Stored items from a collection
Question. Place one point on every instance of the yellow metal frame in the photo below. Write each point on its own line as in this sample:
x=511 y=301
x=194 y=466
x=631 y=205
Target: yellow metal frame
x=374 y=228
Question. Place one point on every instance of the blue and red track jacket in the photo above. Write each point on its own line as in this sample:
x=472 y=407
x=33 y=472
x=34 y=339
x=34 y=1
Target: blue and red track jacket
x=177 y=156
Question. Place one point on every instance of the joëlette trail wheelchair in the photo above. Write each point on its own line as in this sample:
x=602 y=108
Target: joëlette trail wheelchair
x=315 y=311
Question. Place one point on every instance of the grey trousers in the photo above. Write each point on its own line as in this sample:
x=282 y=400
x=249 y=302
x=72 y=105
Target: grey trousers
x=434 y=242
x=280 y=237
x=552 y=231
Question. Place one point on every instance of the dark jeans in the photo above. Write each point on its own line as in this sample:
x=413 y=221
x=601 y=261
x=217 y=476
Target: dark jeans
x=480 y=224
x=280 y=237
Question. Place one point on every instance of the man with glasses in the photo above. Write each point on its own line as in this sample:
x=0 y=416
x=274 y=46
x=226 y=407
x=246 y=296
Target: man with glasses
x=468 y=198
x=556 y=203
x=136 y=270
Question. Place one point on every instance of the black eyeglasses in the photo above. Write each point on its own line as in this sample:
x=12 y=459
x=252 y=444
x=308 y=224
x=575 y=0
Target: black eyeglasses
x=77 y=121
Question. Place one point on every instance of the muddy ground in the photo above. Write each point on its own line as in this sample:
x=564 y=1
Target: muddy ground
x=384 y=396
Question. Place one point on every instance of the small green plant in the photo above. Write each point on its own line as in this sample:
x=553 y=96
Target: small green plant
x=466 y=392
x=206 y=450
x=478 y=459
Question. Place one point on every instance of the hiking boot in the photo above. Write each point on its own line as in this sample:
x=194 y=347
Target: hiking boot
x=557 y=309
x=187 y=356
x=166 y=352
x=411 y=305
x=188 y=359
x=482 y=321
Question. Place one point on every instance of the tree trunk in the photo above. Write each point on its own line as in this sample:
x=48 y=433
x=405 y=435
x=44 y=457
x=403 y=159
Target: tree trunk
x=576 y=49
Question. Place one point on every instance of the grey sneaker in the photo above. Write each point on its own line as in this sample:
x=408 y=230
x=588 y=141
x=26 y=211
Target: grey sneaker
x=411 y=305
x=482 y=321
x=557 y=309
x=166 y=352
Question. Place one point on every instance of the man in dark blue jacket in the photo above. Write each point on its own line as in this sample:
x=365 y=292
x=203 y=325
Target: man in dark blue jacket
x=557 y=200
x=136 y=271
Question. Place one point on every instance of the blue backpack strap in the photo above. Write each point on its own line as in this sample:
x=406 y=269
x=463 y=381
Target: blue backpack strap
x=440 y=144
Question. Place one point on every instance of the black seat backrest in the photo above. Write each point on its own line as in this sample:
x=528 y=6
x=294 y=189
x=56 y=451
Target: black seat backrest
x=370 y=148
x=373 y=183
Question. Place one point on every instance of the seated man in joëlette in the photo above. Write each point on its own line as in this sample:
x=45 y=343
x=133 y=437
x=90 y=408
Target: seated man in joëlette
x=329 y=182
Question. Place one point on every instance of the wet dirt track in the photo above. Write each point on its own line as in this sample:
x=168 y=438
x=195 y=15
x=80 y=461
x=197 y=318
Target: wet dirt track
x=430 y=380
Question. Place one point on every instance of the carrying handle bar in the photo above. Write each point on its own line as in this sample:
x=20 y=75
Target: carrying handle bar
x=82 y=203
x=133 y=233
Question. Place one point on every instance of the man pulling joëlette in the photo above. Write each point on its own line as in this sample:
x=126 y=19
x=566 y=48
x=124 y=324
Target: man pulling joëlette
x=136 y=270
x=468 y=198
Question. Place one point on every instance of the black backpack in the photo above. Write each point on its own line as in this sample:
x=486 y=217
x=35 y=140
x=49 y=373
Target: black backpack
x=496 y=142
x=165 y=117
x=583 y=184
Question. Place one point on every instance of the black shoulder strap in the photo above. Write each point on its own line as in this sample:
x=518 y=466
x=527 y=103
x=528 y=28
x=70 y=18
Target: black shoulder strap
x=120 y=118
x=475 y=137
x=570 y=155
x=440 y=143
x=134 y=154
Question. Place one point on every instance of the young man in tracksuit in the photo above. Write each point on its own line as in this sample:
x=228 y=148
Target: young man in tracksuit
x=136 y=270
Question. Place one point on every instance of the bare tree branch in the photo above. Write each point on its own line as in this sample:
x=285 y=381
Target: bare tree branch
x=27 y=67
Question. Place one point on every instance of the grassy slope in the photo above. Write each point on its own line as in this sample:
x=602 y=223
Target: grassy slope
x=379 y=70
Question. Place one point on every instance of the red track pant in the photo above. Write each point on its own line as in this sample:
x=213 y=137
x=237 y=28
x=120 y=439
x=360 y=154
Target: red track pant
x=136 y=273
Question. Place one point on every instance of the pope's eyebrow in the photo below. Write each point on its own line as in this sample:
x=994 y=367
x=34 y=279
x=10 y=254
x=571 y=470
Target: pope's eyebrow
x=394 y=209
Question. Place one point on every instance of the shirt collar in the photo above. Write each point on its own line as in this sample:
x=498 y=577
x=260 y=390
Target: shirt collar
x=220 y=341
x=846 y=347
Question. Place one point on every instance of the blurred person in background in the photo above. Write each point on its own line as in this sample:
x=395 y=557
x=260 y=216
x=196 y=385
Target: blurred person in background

TASK: From the first line to the last, write out the data exactly.

ANSWER TO THE EXERCISE:
Question. Place one point on every instance of the yellow metal frame in the photo below. Write each point on its own line as in this sample:
x=511 y=301
x=194 y=466
x=631 y=205
Target: yellow metal frame
x=374 y=228
Question. Place one point on every instance of the blue and red track jacket in the photo above. Write each point on its own line as in this sample:
x=472 y=407
x=33 y=472
x=34 y=339
x=34 y=1
Target: blue and red track jacket
x=177 y=156
Question. Place one point on every instance of the joëlette trail wheelchair in the photo above. Write each point on its own line as in this sample:
x=602 y=108
Target: joëlette trail wheelchair
x=315 y=311
Question. Place one point on every instance of the grey trousers in the photo above. Write each point on its own line as in this sample:
x=282 y=400
x=249 y=302
x=72 y=105
Target: grey trousers
x=434 y=242
x=280 y=237
x=552 y=231
Question. Place one point on every instance of the dark jeans in the photo above. Write each point on its own line as in this sample:
x=413 y=221
x=601 y=261
x=217 y=476
Target: dark jeans
x=480 y=224
x=280 y=237
Question. Place one point on every instance of the man with glasses in the photo above. Write each point on its own line as in this sample:
x=0 y=416
x=274 y=46
x=226 y=407
x=246 y=296
Target: man with glasses
x=468 y=198
x=556 y=203
x=136 y=270
Question. Place one point on every instance of the black eyeglasses in the photo above. Write each point on its own line as in this sample:
x=12 y=459
x=252 y=444
x=308 y=224
x=575 y=0
Target: black eyeglasses
x=77 y=121
Question. Place one point on every instance of the muddy ground in the photo above. Write each point on its own line as in this sample:
x=564 y=1
Target: muddy ground
x=384 y=396
Question. Place one point on every instance of the small green plant in the photo above. Write each point on its own line as in this sample:
x=553 y=96
Target: small green plant
x=466 y=392
x=206 y=450
x=478 y=459
Question. Place one point on every instance of the hiking boot in the photo above. Write each point on its own line as in this sample:
x=194 y=347
Target: hiking boot
x=557 y=309
x=187 y=356
x=166 y=352
x=411 y=305
x=188 y=359
x=482 y=321
Question. Place one point on every instance of the tree trunk in the photo above. Write each point on its own line as in this sample:
x=48 y=433
x=405 y=435
x=44 y=457
x=403 y=159
Target: tree trunk
x=576 y=49
Question. Place one point on every instance of the grey sneaker in the photo above. Write each point on its own line as in this sample:
x=408 y=230
x=588 y=141
x=26 y=211
Target: grey sneaker
x=411 y=305
x=482 y=321
x=557 y=309
x=166 y=352
Question. Place one point on every instance of the man in dark blue jacket in the photo above. Write each point on its own line as in this sample:
x=365 y=292
x=203 y=325
Target: man in dark blue jacket
x=557 y=200
x=136 y=271
Question. Place one point on every instance of the blue backpack strap in the photo above. Write each point on its own line as in this sample:
x=406 y=269
x=463 y=381
Target: blue backpack strap
x=440 y=144
Question. Place one point on every instance of the black seat backrest in the photo above. Write each point on its own line as in this sample:
x=528 y=6
x=294 y=189
x=56 y=451
Target: black seat backrest
x=370 y=148
x=373 y=183
Question. Place one point on every instance of the seated man in joëlette in the photo above. Write each point on its own line as in this sample:
x=45 y=343
x=133 y=437
x=90 y=408
Target: seated man in joëlette
x=329 y=182
Question. Place one point on every instance of the wet dirt track in the photo above. Write each point on its own line as in this sample:
x=168 y=438
x=195 y=15
x=80 y=461
x=197 y=318
Target: wet dirt track
x=430 y=380
Question. Place one point on every instance of the carrying handle bar in the photo above. Write each point on its own line as in this sample:
x=20 y=75
Target: carrying handle bar
x=82 y=203
x=133 y=233
Question. Place one point on every instance of the man pulling joëlette in the photo above. Write each point on its own line as in this sample:
x=126 y=19
x=566 y=48
x=124 y=324
Target: man pulling joëlette
x=136 y=270
x=468 y=198
Question. Place one point on every instance of the black backpack in the photo above. Write each point on its own line as in this sample:
x=486 y=217
x=35 y=140
x=49 y=373
Target: black backpack
x=496 y=142
x=165 y=117
x=583 y=184
Question. Place one point on every instance of the black shoulder strap in the photo above. Write each point on its own line as in this sample:
x=518 y=466
x=527 y=103
x=528 y=28
x=70 y=18
Target: black shoulder strap
x=120 y=118
x=475 y=137
x=570 y=155
x=440 y=143
x=134 y=154
Question. Place one point on every instance of the young man in tracksuit in the photo above. Write each point on its own line as in this sample:
x=228 y=148
Target: young man in tracksuit
x=136 y=270
Question. Place one point on every instance of the bare tree branch in the photo above. Write each point on its own line as in this sample:
x=285 y=381
Target: bare tree branch
x=27 y=67
Question. Place one point on every instance of the grassy slope in the photo above. Write each point on its own line as in this sample:
x=602 y=223
Target: grassy slope
x=379 y=70
Question. Place one point on every instance of the red track pant in the photo above. Write each point on its own line as in this sample:
x=213 y=137
x=237 y=28
x=120 y=439
x=360 y=154
Target: red track pant
x=136 y=273
Question. Place one point on every instance of the pope's eyebrow in the photo below. Write each point on its own line as in this sample:
x=994 y=367
x=34 y=279
x=10 y=254
x=571 y=470
Target: pope's eyebrow
x=394 y=209
Question. Place one point on every instance of the shirt collar in the photo above. Write each point on its own line as in this sample:
x=498 y=577
x=260 y=390
Target: shirt collar
x=220 y=341
x=846 y=347
Question. Place one point on every instance of the blurred person in background in the photo above. Write each point on its own line as in this sample:
x=395 y=557
x=260 y=216
x=196 y=385
Target: blurred person in background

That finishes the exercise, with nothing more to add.